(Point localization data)
◆ ◆ ◆ ◆ ◆
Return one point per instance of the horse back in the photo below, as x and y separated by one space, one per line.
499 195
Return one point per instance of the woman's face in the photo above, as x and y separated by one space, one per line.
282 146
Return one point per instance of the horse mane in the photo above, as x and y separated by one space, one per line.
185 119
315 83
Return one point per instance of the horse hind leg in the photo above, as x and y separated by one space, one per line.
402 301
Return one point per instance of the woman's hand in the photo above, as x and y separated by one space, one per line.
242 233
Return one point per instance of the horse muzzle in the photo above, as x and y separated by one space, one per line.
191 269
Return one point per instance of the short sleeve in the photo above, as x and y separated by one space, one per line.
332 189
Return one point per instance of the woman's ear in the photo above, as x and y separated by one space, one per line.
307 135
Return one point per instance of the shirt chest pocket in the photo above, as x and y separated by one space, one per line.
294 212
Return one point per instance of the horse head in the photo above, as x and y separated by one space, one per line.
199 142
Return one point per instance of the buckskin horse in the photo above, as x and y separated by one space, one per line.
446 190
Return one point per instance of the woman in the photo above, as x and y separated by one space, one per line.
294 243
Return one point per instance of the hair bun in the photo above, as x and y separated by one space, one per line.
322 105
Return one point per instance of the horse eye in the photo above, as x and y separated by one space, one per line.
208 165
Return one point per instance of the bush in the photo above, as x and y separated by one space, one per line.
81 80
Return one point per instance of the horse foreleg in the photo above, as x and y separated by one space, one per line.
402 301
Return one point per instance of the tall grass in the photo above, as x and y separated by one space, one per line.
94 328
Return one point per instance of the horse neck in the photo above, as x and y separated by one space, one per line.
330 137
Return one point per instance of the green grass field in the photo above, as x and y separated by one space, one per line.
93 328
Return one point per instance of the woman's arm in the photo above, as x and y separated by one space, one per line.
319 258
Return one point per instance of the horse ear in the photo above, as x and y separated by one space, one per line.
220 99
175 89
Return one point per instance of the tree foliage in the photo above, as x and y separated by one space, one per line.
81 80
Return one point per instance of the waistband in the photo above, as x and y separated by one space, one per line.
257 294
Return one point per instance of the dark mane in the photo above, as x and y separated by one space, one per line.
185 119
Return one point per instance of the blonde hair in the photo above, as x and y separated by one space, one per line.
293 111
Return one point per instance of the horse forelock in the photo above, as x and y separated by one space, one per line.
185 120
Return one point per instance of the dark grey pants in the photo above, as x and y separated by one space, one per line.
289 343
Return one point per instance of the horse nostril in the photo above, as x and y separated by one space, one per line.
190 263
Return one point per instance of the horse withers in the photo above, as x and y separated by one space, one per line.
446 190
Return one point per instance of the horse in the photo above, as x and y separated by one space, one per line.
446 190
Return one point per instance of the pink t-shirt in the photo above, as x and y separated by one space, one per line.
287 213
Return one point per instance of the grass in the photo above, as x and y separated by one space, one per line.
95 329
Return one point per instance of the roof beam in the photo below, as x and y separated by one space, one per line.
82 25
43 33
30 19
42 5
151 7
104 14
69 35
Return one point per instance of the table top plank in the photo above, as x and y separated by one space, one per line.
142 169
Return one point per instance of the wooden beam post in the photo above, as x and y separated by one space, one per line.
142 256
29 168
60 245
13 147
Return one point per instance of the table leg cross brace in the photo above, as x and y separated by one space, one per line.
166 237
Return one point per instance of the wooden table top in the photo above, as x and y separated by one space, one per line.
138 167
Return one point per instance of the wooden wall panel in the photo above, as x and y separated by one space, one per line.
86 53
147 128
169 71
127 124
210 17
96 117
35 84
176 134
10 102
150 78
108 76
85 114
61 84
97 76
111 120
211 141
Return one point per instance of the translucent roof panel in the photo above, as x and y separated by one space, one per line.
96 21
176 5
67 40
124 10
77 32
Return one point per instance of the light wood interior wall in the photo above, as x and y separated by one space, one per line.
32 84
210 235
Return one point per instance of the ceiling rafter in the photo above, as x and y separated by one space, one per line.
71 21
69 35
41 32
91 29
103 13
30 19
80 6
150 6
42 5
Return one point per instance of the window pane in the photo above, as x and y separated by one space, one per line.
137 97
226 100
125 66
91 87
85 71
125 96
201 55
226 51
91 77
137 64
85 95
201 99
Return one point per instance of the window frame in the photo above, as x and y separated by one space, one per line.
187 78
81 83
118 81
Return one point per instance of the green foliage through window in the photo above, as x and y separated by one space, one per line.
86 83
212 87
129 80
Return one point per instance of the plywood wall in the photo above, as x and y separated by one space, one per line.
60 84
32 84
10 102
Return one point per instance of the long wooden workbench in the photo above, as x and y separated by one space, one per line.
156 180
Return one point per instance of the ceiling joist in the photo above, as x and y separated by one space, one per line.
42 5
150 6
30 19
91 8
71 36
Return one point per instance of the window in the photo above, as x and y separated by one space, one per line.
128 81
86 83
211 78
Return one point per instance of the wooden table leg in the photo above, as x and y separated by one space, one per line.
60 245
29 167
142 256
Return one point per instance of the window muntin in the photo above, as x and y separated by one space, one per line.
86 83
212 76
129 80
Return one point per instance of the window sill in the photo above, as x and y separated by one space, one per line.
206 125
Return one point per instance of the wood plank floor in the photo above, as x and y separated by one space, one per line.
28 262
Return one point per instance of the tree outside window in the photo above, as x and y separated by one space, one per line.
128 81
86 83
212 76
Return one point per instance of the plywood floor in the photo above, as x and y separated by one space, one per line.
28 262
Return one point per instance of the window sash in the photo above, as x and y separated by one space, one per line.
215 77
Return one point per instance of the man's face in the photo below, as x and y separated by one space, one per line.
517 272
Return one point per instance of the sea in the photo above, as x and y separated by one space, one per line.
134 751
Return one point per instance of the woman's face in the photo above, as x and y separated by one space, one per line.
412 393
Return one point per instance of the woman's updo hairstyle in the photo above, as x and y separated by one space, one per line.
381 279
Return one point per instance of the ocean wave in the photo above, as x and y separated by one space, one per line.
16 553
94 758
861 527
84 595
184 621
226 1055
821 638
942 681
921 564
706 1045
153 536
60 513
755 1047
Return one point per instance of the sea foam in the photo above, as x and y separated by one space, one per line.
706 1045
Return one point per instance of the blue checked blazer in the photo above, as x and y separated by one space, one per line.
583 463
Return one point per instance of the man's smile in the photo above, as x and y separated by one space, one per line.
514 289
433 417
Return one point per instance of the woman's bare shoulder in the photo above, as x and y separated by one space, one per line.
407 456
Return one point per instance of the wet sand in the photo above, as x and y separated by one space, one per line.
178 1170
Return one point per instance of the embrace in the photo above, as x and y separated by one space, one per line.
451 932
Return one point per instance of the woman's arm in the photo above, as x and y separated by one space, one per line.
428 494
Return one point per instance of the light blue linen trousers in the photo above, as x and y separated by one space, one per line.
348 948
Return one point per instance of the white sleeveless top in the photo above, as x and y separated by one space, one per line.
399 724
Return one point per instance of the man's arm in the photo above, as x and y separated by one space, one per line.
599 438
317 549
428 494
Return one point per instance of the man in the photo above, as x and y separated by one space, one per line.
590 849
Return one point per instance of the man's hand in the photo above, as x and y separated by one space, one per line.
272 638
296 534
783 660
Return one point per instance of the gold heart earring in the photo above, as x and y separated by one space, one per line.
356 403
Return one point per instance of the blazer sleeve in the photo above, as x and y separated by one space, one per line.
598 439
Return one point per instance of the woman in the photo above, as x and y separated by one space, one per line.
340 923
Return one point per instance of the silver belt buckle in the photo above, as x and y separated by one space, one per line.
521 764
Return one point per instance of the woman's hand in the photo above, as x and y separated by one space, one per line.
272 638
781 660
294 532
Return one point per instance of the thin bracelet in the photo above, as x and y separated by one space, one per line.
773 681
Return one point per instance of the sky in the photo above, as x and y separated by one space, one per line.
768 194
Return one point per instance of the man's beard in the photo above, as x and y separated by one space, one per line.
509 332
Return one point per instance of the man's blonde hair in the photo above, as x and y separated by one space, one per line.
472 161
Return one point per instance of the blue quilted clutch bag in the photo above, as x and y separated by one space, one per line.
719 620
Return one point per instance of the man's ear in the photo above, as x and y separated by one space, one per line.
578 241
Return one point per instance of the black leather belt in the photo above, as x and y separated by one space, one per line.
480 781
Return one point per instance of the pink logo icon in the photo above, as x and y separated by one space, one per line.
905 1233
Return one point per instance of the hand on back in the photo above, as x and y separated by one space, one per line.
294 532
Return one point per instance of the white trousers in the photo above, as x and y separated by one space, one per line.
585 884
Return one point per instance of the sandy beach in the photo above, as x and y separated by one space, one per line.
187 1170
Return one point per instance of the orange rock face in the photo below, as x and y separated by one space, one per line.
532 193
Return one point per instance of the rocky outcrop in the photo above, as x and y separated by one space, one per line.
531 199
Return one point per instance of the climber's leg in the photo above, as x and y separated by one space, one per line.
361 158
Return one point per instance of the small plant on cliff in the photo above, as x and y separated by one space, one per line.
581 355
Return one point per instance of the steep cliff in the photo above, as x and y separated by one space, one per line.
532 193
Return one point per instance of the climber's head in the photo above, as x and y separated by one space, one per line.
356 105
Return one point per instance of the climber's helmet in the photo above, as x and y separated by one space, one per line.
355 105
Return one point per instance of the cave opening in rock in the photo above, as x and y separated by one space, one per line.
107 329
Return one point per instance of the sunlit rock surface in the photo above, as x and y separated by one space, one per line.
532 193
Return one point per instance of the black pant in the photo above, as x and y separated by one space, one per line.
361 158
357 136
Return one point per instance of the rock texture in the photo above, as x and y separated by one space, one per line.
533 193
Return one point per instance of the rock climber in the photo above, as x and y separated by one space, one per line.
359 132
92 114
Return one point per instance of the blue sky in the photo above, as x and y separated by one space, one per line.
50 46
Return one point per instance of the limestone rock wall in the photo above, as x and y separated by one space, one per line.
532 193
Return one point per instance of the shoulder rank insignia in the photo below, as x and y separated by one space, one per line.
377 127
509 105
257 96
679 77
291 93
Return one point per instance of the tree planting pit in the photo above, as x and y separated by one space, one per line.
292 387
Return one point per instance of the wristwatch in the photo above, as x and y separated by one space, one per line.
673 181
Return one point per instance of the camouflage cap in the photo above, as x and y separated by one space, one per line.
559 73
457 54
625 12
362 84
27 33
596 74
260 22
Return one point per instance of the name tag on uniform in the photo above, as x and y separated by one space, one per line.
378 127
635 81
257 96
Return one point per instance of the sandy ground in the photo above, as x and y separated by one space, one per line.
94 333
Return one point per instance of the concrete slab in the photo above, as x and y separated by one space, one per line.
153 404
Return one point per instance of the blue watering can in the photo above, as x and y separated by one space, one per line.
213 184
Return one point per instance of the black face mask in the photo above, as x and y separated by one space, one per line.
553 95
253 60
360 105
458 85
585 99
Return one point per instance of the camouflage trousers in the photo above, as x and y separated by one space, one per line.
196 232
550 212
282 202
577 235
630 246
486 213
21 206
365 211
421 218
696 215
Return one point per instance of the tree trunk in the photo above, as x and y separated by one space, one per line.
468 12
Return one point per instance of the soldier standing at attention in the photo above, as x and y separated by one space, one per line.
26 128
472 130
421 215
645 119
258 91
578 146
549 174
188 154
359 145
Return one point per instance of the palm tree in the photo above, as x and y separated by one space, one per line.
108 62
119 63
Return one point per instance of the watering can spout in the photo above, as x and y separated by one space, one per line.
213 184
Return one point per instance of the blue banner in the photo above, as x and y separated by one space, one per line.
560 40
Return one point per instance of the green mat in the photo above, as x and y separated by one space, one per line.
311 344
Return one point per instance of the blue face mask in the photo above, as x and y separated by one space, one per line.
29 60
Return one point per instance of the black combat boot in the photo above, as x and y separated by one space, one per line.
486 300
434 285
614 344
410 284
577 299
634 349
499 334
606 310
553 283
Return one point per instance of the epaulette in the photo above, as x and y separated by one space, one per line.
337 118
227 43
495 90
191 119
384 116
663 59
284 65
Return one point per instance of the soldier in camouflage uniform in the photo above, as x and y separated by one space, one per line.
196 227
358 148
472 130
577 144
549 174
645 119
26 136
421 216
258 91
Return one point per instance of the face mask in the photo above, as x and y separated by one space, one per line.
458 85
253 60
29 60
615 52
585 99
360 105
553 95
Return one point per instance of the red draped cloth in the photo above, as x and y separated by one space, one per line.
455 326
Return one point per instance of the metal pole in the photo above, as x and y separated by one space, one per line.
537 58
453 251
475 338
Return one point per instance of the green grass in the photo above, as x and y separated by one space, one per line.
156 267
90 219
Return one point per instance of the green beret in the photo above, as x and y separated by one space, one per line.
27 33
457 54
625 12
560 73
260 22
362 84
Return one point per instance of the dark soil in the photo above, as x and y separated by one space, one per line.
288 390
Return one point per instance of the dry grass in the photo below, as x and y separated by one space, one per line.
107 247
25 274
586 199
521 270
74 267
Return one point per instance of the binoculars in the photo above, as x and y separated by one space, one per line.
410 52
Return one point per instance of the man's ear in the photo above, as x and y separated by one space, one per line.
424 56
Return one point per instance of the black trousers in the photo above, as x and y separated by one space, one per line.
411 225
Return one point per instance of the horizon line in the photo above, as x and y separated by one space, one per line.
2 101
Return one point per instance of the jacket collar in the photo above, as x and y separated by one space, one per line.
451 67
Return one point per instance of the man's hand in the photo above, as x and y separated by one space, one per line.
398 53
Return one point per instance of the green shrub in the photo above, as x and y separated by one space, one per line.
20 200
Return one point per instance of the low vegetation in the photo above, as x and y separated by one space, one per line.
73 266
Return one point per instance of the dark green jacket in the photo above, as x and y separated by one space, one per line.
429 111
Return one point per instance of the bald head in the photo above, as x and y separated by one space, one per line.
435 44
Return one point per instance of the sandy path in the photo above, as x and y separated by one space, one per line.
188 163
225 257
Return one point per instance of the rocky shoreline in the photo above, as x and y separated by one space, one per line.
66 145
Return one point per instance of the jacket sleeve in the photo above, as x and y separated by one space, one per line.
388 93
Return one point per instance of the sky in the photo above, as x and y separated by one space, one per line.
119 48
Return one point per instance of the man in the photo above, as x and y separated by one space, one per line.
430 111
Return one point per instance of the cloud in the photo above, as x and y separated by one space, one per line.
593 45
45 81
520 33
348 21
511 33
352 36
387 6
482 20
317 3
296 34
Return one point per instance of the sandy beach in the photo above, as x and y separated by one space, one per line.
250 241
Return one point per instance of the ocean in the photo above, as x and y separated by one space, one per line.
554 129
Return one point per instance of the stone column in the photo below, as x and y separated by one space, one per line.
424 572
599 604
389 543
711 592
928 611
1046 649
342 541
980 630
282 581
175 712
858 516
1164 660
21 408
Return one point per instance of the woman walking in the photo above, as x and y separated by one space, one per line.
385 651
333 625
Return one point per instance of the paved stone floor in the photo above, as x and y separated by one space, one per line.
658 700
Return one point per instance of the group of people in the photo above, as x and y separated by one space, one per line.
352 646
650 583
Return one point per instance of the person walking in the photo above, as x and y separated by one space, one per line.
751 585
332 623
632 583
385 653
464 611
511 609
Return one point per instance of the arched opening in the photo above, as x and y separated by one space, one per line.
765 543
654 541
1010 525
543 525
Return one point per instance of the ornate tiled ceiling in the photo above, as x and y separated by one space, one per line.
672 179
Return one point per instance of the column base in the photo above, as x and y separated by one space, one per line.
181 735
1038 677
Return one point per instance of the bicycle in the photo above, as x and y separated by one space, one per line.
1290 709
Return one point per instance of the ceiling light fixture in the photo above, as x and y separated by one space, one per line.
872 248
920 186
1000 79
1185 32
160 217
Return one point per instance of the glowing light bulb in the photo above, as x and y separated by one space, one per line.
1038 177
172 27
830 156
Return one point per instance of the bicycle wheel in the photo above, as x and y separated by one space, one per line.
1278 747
◆ ◆ ◆ ◆ ◆
* [TASK GOAL]
What do the lines from the one with "Return one point per instance of the group" through the last line of the entries say? Print them word for word, both ends included, and nothing else.

* [PROBLEM SOLUTION]
Return one point per instance of the group of people in the photo above, as x and y separated by one space, one per line.
352 646
650 583
Return one point per instance of the person walking in the photo above, as x and y separated by one space, one per line.
751 585
332 623
632 583
385 653
464 611
511 609
Return one point per instance of the arched opening in the photo above, as x and y separated by one space, one per line.
765 543
654 541
1010 525
543 525
Return one point per instance of the ornate tiled ceiling in the photo above, as x and y separated by one space, one per line.
672 179
Return one point per instance of the column base in the photo above, as x and y separated by one space, one per line.
181 735
1038 677
Return one point per instance of the bicycle in the photo above, as x and y separated by one space, one per line.
1290 709
Return one point per instance of the ceiling light fixture in the photo above, as x and y separated by one space, one per line.
872 248
920 186
1000 79
1185 32
160 217
Return one point per instance of the glowing light bulb in the photo above, as x and y separated by one space, one per line.
1038 177
172 27
830 156
Return one point per instance of the bicycle wheel in the photo above, as x and y separated by one space, one per line.
1278 747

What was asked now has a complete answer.